GOAL OF THE EXERCISE
Write every record out again exactly as given.

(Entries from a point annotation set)
^^^^^^^^^^^^^^^^

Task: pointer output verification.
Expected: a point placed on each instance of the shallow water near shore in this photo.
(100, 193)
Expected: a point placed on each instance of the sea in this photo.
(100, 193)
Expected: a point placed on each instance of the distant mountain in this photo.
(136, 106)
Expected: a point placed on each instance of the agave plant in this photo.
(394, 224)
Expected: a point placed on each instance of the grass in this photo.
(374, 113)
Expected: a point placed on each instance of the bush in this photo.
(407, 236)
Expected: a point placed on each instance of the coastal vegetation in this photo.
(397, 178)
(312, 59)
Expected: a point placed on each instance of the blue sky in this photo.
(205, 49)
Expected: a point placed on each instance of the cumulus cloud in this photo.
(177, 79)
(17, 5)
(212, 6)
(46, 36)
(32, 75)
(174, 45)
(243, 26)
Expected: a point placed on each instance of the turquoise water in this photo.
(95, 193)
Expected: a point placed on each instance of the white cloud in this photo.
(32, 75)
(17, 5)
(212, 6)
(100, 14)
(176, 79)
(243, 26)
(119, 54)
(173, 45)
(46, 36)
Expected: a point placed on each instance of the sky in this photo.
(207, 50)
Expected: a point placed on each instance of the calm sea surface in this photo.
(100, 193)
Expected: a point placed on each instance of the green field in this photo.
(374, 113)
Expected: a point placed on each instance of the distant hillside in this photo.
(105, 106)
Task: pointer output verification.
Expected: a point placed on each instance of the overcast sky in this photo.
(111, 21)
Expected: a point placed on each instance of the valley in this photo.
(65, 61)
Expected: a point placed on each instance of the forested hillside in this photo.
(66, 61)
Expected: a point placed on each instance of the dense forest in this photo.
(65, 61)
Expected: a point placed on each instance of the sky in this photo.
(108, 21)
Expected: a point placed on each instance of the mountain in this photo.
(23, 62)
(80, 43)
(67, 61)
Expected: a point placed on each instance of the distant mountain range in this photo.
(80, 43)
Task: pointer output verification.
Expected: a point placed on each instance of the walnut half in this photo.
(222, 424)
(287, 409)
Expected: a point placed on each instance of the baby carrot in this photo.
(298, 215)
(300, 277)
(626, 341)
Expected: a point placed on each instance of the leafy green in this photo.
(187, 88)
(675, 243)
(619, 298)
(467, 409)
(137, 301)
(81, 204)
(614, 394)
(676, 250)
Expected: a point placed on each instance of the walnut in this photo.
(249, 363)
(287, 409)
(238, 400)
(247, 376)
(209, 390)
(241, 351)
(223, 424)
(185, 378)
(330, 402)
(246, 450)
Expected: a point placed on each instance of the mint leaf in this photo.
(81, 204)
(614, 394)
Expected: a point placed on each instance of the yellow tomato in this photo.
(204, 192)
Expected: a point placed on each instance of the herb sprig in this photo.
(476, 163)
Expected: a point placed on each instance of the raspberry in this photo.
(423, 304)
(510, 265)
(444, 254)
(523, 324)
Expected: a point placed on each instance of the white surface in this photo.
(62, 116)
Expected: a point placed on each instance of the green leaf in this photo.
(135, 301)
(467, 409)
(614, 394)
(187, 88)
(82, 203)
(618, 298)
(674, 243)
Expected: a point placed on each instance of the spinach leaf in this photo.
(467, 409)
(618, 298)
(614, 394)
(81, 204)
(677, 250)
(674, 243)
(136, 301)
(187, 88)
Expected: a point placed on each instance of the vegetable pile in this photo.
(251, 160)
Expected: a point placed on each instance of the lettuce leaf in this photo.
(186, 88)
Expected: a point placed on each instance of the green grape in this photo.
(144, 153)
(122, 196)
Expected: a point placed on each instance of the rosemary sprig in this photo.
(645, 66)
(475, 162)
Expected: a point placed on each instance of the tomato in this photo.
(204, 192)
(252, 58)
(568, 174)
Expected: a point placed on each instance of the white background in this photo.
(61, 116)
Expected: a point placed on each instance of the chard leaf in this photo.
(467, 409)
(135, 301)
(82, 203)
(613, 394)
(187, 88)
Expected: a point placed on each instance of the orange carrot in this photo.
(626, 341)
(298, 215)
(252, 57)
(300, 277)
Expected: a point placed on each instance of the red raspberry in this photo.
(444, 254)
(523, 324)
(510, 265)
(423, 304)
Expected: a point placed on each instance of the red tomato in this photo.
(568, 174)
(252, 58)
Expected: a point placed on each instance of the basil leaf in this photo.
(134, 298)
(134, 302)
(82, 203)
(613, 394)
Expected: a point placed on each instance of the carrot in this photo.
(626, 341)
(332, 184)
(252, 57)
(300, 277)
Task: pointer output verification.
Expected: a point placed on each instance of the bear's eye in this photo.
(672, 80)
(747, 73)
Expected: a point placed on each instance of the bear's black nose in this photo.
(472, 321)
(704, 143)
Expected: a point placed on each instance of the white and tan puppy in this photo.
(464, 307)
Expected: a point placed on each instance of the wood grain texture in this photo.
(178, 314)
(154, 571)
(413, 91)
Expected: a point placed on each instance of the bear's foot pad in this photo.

^^^^^^^^^^^^^^^^

TASK ANSWER
Task: pointer output verification.
Expected: a point placed on each instance of the shallow water near shore in this photo.
(100, 193)
Expected: a point placed on each instance of the sea in this photo.
(100, 193)
Expected: a point placed on each instance of the distant mountain in this photo.
(136, 106)
Expected: a point placed on each instance of the agave plant in this photo.
(394, 224)
Expected: a point placed on each instance of the grass in this photo.
(374, 113)
Expected: a point placed on each instance of the bush in this photo.
(407, 236)
Expected: a point placed on each instance of the coastal vegetation in this photo.
(397, 178)
(312, 59)
Expected: a point placed on each instance of the blue sky in this photo.
(205, 49)
Expected: a point placed on each instance of the cumulus cloud in this photo.
(177, 79)
(17, 5)
(212, 6)
(46, 36)
(32, 75)
(174, 45)
(243, 26)
Expected: a point placed on each instance of the turquoise water in this photo.
(95, 193)
Expected: a point placed on each instance of the white cloud in this photo.
(32, 75)
(17, 5)
(212, 6)
(100, 14)
(176, 79)
(243, 26)
(119, 54)
(173, 45)
(46, 36)
Expected: a point placed on each instance of the sky in this photo.
(207, 50)
Expected: a point placed on each instance of the calm sea surface in this photo.
(100, 193)
Expected: a point placed on each instance of the green field in this photo.
(374, 113)
Expected: a point placed on each instance of the distant hillside in this photo.
(105, 106)
Task: pointer output verification.
Expected: a point placed on each instance of the overcast sky in this photo.
(111, 21)
Expected: a point placed on each instance of the valley in this photo.
(65, 61)
Expected: a point placed on each instance of the forested hillside in this photo.
(66, 61)
Expected: a point placed on each instance of the dense forest in this photo.
(65, 61)
Expected: a point placed on each instance of the sky in this photo.
(108, 21)
Expected: a point placed on each instance of the mountain in this photo.
(23, 62)
(80, 43)
(67, 61)
Expected: a point placed on each instance of the distant mountain range in this photo.
(80, 43)
Task: pointer output verification.
Expected: a point placed on each instance of the walnut half in this photo.
(222, 424)
(287, 409)
Expected: a point placed on each instance of the baby carrot in this photo.
(298, 215)
(300, 277)
(626, 341)
Expected: a point placed on each instance of the leafy green in this photo.
(187, 88)
(675, 243)
(619, 298)
(467, 409)
(137, 301)
(81, 204)
(614, 394)
(676, 250)
Expected: a point placed on each instance of the walnut in this photo.
(249, 363)
(287, 409)
(238, 400)
(247, 376)
(209, 390)
(241, 351)
(223, 424)
(185, 378)
(330, 402)
(246, 450)
Expected: a point placed on each instance of the mint leaf in this photo.
(81, 204)
(614, 394)
Expected: a point placed on each instance of the yellow tomato in this photo.
(204, 192)
Expected: a point placed on each instance of the herb sprig in this photo.
(476, 163)
Expected: a point placed on each instance of the raspberry in this photo.
(423, 304)
(510, 265)
(444, 254)
(523, 324)
Expected: a point placed on each instance of the white surface in this photo.
(62, 116)
Expected: a point placed on each instance of the green leaf in this photo.
(135, 301)
(467, 409)
(614, 394)
(187, 88)
(82, 203)
(618, 298)
(674, 243)
Expected: a point placed on each instance of the spinach leaf in this photo.
(467, 409)
(618, 298)
(614, 394)
(81, 204)
(677, 250)
(674, 243)
(136, 301)
(187, 88)
Expected: a point placed on each instance of the vegetable pile in this photo.
(251, 160)
Expected: a point placed on each instance of the lettuce leaf in this photo.
(186, 88)
Expected: a point placed on each instance of the green grape in this photo.
(144, 153)
(122, 196)
Expected: a point placed on each instance of the rosemary sprig in this photo.
(645, 66)
(475, 162)
Expected: a point placed on each instance of the tomato in this photo.
(204, 192)
(252, 58)
(568, 174)
Expected: a point placed on each instance of the white background in this photo.
(61, 116)
Expected: a point placed on each instance of the chard leaf in this photo.
(467, 409)
(135, 301)
(82, 203)
(613, 394)
(187, 88)
Expected: a point placed on each instance of the orange carrot in this photo.
(626, 341)
(298, 215)
(252, 57)
(300, 277)
Expected: a point placed on each instance of the red raspberry in this photo.
(444, 254)
(523, 324)
(510, 265)
(423, 304)
Expected: a point placed on each instance of the red tomato in this photo.
(568, 174)
(252, 58)
Expected: a point placed on each instance of the basil leaf in this photo.
(134, 298)
(134, 302)
(82, 203)
(613, 394)
Expected: a point placed on each instance of the carrot in this photo.
(626, 341)
(332, 184)
(252, 57)
(300, 277)
Task: pointer output verification.
Expected: a point placed on each instance of the bear's eye in this photo.
(672, 80)
(747, 73)
Expected: a point placed on each instance of the bear's black nose in this photo.
(472, 321)
(704, 143)
Expected: a point placed on each instance of the white and tan puppy in this photo.
(464, 307)
Expected: a point placed on each instance of the wood grain texture in this photo.
(178, 314)
(154, 571)
(413, 91)
Expected: a point placed on each instance of the bear's foot pad in this photo.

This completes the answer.